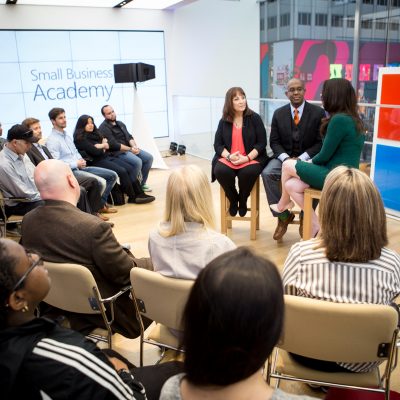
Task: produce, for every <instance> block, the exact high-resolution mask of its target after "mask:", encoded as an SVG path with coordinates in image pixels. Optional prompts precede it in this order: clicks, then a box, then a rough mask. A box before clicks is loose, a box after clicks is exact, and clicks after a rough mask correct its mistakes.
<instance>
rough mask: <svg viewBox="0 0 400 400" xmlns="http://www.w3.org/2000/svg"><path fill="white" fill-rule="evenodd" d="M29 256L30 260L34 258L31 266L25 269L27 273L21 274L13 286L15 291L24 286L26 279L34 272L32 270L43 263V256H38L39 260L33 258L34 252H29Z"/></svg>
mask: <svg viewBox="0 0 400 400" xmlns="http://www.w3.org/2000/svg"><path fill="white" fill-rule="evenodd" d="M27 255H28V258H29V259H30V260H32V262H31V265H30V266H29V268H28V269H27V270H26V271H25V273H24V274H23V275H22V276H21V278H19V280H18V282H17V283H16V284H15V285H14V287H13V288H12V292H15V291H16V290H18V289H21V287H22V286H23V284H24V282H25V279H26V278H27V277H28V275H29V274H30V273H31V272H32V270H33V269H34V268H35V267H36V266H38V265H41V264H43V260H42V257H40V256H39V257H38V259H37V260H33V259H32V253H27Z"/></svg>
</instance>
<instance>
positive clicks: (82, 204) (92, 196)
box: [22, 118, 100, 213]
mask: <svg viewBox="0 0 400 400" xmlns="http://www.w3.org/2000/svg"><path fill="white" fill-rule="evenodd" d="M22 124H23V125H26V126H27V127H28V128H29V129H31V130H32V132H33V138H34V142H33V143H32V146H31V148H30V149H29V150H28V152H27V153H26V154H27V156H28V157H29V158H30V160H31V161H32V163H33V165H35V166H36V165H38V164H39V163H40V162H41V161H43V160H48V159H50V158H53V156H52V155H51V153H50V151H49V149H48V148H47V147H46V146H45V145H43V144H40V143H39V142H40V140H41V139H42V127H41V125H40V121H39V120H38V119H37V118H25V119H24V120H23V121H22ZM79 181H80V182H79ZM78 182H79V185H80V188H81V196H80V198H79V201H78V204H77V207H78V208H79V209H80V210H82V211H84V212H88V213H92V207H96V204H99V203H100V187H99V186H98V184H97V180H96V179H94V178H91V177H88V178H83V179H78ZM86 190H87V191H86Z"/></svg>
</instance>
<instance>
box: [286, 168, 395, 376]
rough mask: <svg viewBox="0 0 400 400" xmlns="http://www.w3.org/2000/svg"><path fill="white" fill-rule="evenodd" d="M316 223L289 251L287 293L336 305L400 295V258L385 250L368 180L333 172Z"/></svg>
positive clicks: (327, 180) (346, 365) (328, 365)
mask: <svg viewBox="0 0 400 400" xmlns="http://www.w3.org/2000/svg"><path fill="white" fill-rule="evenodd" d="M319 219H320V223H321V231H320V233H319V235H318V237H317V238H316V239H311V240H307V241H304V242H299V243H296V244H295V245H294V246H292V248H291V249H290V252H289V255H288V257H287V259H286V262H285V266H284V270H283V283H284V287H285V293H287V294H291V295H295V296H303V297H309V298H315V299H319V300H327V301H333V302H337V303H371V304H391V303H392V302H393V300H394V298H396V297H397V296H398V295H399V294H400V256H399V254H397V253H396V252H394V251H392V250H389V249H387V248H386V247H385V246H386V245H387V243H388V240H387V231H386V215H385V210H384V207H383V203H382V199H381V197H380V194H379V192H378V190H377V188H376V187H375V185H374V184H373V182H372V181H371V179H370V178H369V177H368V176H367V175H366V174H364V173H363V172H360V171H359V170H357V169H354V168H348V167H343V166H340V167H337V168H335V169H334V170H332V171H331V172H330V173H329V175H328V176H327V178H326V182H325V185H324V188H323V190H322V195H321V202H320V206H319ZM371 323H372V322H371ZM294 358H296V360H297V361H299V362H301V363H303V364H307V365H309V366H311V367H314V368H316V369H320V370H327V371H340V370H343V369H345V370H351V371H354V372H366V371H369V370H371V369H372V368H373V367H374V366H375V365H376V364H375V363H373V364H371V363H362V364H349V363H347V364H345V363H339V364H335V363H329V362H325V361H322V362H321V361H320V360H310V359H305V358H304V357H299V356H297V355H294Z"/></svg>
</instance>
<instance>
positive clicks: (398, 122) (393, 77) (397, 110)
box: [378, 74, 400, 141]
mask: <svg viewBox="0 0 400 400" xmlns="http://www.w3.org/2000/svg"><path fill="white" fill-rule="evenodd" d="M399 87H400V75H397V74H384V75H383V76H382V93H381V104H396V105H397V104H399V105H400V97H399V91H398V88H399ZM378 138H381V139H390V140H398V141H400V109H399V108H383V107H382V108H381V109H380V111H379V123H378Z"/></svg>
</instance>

WORK INSTRUCTIONS: Return each line in the entries above that contains the string "clicks", copying every such line in full.

ANSWER BELOW:
Task: produce, for every <instance> block, the exact high-resolution mask of its target after "mask:", encoded as an SVG path with coordinates in image pixels. Optional prompts precede it in this order: clicks, then a box, then a rough mask. A box before clicks is loose, a box after clicks is exact, and clicks after a rough mask correct its mistakes.
positive clicks: (82, 204) (92, 196)
positive clicks: (327, 180) (346, 365) (328, 365)
positive clicks: (398, 122) (393, 77) (397, 110)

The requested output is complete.